THE DATA START

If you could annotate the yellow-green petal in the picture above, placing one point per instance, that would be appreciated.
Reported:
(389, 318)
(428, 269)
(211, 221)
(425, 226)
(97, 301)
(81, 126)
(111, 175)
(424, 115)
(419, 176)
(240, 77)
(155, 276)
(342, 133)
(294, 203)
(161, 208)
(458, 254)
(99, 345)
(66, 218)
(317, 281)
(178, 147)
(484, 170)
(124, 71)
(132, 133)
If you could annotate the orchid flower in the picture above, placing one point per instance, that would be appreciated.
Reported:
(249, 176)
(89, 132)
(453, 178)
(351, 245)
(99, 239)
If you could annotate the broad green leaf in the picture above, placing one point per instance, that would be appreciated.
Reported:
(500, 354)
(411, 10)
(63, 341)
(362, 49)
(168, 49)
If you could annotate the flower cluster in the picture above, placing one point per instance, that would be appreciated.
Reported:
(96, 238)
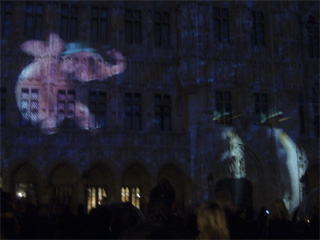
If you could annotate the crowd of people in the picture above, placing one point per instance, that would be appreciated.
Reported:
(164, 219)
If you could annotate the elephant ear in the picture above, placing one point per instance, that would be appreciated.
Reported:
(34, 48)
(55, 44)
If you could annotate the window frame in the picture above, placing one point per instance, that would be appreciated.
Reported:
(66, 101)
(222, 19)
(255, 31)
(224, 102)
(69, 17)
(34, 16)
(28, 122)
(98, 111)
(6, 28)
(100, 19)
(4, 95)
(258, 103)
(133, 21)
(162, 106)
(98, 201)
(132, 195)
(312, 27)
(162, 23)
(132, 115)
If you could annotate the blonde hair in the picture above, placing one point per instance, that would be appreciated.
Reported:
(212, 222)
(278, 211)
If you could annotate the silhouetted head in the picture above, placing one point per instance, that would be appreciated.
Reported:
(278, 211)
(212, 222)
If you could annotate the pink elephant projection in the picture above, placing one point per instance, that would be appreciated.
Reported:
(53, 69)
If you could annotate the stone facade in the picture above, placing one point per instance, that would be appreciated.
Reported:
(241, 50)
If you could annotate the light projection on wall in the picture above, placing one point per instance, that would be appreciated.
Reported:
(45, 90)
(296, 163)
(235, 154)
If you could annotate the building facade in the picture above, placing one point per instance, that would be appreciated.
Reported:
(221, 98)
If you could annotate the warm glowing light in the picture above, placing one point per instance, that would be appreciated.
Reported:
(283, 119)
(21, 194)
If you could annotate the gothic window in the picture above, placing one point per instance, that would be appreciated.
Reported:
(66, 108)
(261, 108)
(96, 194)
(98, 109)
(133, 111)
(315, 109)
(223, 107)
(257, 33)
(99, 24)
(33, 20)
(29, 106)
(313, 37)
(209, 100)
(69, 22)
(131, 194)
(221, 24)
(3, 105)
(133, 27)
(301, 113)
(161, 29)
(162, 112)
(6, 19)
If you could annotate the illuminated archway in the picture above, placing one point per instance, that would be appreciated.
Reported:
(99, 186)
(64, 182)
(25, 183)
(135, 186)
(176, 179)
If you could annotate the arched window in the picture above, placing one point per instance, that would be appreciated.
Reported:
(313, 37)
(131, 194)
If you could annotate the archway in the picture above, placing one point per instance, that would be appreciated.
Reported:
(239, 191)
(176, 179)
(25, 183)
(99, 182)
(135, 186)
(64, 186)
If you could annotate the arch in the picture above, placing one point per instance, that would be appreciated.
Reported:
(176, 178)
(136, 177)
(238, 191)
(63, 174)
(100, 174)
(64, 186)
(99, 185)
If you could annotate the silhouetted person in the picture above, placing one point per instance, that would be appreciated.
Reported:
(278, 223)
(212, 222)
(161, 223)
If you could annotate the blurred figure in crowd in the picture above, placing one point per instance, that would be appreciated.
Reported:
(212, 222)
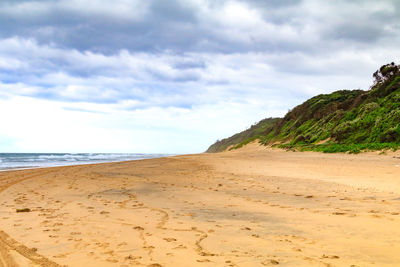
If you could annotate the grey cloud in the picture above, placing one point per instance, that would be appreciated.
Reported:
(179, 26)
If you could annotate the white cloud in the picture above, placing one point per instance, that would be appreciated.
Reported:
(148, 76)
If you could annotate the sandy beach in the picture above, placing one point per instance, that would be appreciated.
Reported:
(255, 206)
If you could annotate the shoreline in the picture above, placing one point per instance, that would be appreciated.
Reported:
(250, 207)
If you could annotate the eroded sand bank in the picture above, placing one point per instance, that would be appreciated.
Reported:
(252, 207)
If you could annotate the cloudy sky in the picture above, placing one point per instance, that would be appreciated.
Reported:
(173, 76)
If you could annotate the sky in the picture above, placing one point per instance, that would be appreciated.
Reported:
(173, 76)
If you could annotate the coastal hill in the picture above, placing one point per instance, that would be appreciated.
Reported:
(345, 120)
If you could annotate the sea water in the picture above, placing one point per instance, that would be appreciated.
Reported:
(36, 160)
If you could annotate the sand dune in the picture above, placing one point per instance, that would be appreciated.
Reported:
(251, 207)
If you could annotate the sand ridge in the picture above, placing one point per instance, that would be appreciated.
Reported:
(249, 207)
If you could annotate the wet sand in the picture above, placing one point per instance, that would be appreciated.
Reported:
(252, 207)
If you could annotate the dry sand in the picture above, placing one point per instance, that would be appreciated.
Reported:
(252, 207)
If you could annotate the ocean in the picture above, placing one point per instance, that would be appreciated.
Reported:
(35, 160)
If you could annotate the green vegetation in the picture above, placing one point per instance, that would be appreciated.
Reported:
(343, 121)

THE DATA END

Look through the entries above for the word "archway". Copy every line where it shows up.

If you could annotate the illuminated archway in the picture above, placing one point per instance, that would be appreciated.
If you could annotate the archway in the picture above, placing one point per instance, that would be appreciated.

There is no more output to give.